'''

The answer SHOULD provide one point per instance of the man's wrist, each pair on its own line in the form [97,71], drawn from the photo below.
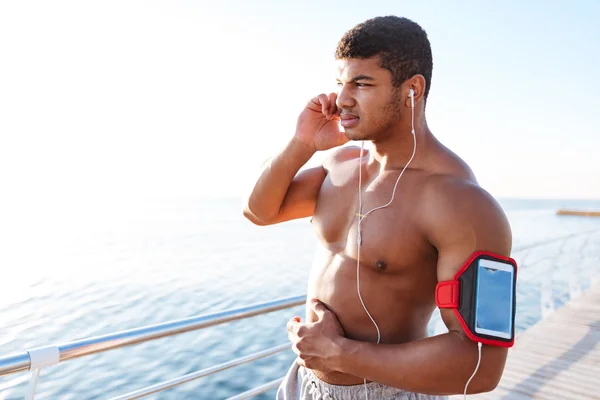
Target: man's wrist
[302,147]
[346,349]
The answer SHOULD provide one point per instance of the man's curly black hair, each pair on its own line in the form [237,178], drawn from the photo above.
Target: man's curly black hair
[402,45]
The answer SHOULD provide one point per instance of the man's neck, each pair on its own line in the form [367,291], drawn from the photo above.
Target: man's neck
[394,151]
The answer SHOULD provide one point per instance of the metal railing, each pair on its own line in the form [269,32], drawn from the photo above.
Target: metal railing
[38,358]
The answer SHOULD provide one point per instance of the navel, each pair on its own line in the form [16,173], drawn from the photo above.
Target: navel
[381,265]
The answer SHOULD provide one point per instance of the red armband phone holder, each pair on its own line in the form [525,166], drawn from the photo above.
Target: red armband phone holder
[461,295]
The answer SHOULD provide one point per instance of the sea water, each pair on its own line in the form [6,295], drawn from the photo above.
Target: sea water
[102,270]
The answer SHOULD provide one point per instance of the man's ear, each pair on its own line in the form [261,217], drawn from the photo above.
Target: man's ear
[417,84]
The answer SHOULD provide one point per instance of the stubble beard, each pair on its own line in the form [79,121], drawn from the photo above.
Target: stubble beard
[390,115]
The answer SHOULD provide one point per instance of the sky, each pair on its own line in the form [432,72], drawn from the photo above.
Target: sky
[112,100]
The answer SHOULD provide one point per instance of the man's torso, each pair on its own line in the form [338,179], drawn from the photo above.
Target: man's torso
[398,265]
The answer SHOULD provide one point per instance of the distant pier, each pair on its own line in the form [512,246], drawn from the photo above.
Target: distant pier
[579,213]
[558,358]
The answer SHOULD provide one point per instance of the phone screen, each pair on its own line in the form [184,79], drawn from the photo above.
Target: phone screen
[494,299]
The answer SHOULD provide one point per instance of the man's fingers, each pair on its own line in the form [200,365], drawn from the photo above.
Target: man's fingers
[293,325]
[332,104]
[318,307]
[324,101]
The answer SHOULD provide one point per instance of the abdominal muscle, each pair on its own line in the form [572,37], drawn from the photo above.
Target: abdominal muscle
[393,299]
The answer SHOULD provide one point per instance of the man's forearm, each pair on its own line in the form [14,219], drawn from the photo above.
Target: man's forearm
[271,188]
[439,365]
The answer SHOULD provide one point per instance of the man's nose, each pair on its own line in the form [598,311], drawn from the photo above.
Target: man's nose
[345,99]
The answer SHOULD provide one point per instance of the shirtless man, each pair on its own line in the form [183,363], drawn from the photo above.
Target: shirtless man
[438,217]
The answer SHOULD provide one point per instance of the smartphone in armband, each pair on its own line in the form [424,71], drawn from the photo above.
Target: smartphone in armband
[482,294]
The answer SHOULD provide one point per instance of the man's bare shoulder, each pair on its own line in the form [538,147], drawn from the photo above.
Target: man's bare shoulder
[342,155]
[455,207]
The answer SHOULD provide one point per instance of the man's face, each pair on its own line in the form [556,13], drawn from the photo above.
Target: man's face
[368,102]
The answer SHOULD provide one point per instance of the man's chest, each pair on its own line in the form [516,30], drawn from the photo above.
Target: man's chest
[390,236]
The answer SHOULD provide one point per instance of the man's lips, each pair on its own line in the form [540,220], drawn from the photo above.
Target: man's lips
[349,120]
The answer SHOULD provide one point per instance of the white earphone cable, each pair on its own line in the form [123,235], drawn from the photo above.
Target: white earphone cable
[474,372]
[361,216]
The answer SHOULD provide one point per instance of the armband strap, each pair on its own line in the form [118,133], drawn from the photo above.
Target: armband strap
[447,294]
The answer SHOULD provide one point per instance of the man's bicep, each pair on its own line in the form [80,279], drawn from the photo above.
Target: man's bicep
[301,197]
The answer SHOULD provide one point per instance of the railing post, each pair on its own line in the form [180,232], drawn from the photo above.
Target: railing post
[35,374]
[39,358]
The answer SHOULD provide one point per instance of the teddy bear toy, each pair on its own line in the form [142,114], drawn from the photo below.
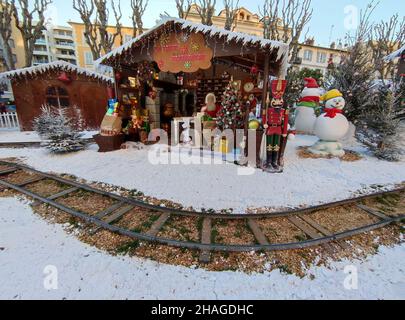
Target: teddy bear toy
[331,126]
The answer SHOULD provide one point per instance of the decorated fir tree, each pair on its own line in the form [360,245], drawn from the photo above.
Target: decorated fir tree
[231,115]
[57,130]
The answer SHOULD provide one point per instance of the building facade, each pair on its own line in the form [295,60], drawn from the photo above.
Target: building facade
[84,55]
[17,47]
[56,43]
[310,55]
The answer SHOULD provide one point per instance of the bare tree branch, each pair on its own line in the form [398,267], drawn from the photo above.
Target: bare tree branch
[206,10]
[386,37]
[6,17]
[183,8]
[30,31]
[90,29]
[285,20]
[138,10]
[231,13]
[95,16]
[107,40]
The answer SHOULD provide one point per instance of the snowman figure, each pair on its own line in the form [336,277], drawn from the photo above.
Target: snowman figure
[305,113]
[331,126]
[186,132]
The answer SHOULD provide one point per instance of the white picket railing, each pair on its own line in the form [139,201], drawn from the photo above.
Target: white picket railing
[9,121]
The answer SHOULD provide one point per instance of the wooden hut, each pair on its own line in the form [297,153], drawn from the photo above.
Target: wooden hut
[174,67]
[59,84]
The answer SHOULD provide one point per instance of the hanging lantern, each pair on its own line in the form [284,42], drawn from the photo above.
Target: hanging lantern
[110,92]
[118,76]
[152,94]
[254,69]
[64,77]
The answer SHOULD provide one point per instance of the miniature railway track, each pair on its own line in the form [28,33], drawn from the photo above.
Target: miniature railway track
[316,233]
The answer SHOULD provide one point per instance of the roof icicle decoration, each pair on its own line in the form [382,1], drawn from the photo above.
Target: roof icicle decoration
[210,31]
[56,65]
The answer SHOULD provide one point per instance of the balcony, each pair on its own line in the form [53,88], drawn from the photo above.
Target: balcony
[62,36]
[41,42]
[67,46]
[66,56]
[40,53]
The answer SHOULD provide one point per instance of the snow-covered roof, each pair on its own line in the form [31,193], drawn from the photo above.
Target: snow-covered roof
[395,54]
[58,65]
[210,31]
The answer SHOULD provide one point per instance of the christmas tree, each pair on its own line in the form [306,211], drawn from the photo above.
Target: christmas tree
[231,115]
[56,128]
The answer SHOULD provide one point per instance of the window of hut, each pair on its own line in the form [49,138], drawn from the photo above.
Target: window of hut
[57,97]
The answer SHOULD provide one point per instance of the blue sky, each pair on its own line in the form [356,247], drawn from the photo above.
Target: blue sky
[326,14]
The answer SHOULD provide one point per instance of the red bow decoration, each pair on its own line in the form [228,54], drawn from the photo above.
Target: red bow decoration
[64,77]
[331,113]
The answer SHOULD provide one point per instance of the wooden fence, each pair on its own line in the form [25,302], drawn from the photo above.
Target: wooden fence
[9,121]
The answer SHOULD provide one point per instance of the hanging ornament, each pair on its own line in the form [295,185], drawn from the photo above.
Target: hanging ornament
[64,77]
[254,69]
[152,94]
[187,64]
[110,92]
[118,76]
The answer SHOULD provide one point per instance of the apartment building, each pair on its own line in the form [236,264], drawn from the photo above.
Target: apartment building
[56,43]
[310,55]
[17,47]
[84,55]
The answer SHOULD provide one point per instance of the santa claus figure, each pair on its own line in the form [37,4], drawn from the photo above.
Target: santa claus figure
[305,114]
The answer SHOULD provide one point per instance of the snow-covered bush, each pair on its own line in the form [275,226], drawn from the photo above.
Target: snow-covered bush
[379,129]
[57,130]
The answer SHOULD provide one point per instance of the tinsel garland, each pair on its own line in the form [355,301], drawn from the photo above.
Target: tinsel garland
[231,114]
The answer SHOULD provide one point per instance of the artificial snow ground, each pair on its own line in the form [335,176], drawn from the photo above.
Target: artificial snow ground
[28,245]
[221,186]
[12,136]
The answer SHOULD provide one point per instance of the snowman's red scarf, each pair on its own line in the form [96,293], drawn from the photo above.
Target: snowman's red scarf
[332,112]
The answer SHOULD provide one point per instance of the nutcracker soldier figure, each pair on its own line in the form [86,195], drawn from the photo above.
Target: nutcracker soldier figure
[275,123]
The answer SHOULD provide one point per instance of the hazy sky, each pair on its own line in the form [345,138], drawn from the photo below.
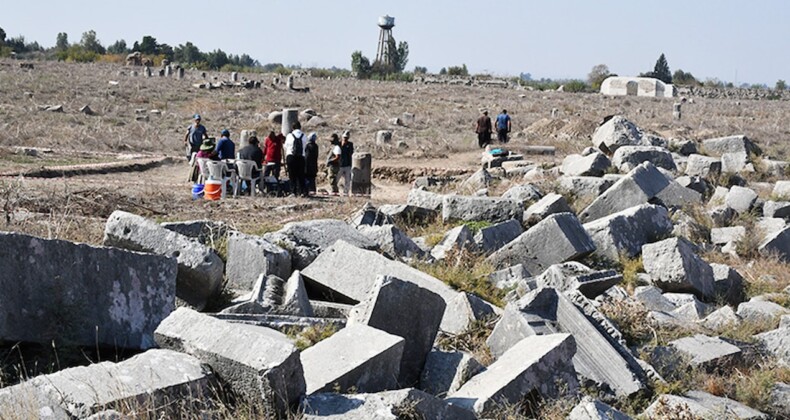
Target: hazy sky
[737,41]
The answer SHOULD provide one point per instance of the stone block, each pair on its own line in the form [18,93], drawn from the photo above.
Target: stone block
[624,232]
[305,240]
[626,158]
[388,405]
[383,309]
[555,239]
[59,292]
[546,311]
[446,371]
[260,364]
[250,256]
[200,270]
[636,188]
[357,357]
[550,204]
[155,378]
[490,238]
[537,363]
[483,209]
[674,267]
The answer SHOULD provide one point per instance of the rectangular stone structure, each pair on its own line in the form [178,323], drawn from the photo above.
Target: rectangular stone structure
[260,364]
[78,294]
[357,357]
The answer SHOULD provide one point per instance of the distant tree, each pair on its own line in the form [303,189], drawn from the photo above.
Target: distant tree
[360,65]
[597,75]
[679,77]
[119,47]
[91,43]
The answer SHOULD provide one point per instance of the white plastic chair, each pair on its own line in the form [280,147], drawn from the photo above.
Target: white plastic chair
[219,170]
[245,169]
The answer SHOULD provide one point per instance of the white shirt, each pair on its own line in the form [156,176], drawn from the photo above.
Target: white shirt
[289,142]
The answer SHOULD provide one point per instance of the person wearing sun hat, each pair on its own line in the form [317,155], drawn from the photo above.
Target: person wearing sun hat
[194,136]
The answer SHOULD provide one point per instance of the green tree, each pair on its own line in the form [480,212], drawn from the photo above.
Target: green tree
[360,65]
[119,47]
[91,43]
[597,75]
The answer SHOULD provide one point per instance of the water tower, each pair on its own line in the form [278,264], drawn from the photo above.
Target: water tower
[385,53]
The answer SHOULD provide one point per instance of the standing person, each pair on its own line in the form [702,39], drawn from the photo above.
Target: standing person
[226,149]
[294,159]
[346,154]
[502,126]
[310,163]
[194,136]
[273,154]
[483,130]
[333,162]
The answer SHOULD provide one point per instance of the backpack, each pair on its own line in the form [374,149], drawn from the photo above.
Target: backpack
[297,147]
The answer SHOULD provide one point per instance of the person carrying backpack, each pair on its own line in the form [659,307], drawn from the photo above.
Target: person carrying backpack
[294,159]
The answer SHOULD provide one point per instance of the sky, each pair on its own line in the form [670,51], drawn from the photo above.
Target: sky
[734,41]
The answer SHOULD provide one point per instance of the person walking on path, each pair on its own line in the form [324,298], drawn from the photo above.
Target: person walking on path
[346,155]
[310,163]
[503,126]
[194,136]
[294,159]
[333,162]
[483,130]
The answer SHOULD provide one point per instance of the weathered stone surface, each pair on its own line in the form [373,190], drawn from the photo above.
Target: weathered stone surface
[150,379]
[545,311]
[61,292]
[703,166]
[615,133]
[494,210]
[740,199]
[200,270]
[457,238]
[305,240]
[594,164]
[701,405]
[250,256]
[626,158]
[357,357]
[491,238]
[624,233]
[731,144]
[446,371]
[388,405]
[260,364]
[392,241]
[674,267]
[523,193]
[550,204]
[637,187]
[706,352]
[557,238]
[589,409]
[421,198]
[534,363]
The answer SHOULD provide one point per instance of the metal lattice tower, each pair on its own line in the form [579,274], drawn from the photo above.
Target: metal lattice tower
[385,54]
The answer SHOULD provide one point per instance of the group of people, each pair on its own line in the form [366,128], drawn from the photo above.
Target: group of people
[483,128]
[297,152]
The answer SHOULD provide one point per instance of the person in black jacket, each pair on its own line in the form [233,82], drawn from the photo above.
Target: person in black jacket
[310,163]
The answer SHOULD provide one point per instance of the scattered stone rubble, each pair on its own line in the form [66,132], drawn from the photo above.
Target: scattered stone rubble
[558,265]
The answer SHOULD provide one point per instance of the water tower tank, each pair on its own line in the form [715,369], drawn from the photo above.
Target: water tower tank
[387,22]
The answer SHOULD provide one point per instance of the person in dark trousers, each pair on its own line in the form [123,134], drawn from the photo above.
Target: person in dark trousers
[502,126]
[483,130]
[294,159]
[310,163]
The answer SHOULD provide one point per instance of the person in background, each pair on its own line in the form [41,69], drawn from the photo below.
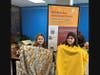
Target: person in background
[40,41]
[71,58]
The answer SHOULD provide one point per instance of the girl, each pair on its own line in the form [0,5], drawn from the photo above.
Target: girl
[36,59]
[71,58]
[40,41]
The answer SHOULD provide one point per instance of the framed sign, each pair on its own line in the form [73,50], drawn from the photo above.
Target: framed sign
[61,20]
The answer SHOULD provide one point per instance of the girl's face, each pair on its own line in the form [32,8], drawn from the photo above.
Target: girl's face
[40,40]
[70,40]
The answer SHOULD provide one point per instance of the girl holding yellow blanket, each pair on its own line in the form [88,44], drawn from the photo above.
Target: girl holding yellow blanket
[71,58]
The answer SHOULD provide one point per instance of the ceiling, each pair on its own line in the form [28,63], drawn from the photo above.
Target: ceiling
[24,3]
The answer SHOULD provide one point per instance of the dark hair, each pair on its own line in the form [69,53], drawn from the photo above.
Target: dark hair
[36,44]
[81,39]
[74,36]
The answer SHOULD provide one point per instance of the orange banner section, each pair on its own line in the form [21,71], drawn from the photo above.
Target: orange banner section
[63,15]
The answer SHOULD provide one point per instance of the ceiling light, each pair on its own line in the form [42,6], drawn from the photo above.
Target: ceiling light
[37,1]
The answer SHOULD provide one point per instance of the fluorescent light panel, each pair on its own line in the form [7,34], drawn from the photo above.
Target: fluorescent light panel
[37,1]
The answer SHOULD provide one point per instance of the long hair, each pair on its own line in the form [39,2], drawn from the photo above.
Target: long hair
[74,36]
[36,44]
[81,39]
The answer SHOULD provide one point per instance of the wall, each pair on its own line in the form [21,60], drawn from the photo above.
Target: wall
[15,20]
[34,21]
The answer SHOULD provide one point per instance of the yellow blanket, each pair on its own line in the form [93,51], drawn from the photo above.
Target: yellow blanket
[71,60]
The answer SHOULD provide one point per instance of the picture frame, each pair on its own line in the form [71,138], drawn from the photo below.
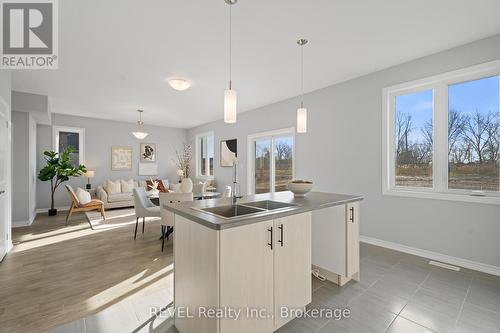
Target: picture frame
[228,152]
[121,158]
[148,153]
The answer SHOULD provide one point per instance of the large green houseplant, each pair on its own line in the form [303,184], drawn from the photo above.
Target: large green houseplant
[59,169]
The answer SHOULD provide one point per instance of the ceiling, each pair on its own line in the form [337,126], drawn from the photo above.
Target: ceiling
[115,55]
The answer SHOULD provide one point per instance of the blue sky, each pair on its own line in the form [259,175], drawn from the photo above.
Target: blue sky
[482,95]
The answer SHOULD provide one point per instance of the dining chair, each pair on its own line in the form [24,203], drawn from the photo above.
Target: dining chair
[167,217]
[143,207]
[76,206]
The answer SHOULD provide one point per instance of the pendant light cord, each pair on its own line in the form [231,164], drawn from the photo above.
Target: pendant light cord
[302,76]
[230,46]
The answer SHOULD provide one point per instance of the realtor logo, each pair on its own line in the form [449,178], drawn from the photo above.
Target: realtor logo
[29,34]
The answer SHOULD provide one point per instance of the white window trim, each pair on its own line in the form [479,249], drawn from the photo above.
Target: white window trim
[80,131]
[439,85]
[250,155]
[197,157]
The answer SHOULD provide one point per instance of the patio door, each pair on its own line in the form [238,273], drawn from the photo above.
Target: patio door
[271,156]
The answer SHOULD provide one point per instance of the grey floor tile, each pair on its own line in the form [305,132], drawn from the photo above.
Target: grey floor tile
[485,293]
[448,283]
[409,272]
[316,283]
[306,324]
[332,295]
[372,312]
[475,319]
[119,317]
[394,286]
[432,310]
[348,325]
[149,303]
[402,325]
[77,326]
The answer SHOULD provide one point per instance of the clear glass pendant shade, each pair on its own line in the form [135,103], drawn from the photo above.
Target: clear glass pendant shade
[230,97]
[301,120]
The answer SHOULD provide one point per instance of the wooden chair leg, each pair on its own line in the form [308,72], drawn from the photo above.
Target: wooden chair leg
[163,227]
[69,214]
[136,224]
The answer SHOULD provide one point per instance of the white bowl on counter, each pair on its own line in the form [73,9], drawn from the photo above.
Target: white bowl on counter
[300,188]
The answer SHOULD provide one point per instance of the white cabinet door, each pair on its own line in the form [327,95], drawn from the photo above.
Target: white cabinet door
[352,220]
[246,277]
[292,265]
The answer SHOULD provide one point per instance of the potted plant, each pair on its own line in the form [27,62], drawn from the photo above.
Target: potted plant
[59,169]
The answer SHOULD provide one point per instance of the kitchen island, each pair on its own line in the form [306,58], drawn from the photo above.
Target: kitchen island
[247,267]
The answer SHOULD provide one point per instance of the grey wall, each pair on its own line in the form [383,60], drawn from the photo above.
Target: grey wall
[342,152]
[100,135]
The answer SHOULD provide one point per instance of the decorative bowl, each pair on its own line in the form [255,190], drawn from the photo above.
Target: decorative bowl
[300,187]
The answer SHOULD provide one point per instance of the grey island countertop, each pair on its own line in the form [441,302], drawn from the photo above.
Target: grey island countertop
[312,201]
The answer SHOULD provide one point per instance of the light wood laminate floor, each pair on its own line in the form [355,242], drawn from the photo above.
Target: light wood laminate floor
[58,273]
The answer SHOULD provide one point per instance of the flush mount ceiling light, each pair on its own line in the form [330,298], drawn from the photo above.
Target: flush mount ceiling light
[179,84]
[302,111]
[139,132]
[230,95]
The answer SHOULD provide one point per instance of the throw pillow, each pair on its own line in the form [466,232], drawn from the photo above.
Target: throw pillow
[83,196]
[127,186]
[112,187]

'''

__What to produce__
Since only part of the listing is wanted, copy exactly the lines from the one holding "Target: roof icicle decoration" to the one holding "The answer SHOULD provide one point per instance of the window", both included.

__Result of the exercise__
Target: roof icicle decoration
[210,31]
[56,65]
The answer SHOULD provide one point per instance of the balcony, each pair on its own line in the form [53,88], drawn from the photo above.
Target: balcony
[62,36]
[41,42]
[67,46]
[66,56]
[40,53]
The answer SHOULD provide one point per instance of the snow-covered roof, each pair on its own line in the form [31,193], drawn from the photo above.
Target: snow-covered roof
[395,54]
[58,65]
[210,31]
The answer SHOULD provide one point per instance of the christmas tree, each pair on its own line in the form [306,211], drawn from the photo above.
Target: christmas tree
[231,115]
[56,128]
The answer SHOULD provide one point per instance of the window of hut, each pair on its own line in the form [49,138], drawn from the photo above.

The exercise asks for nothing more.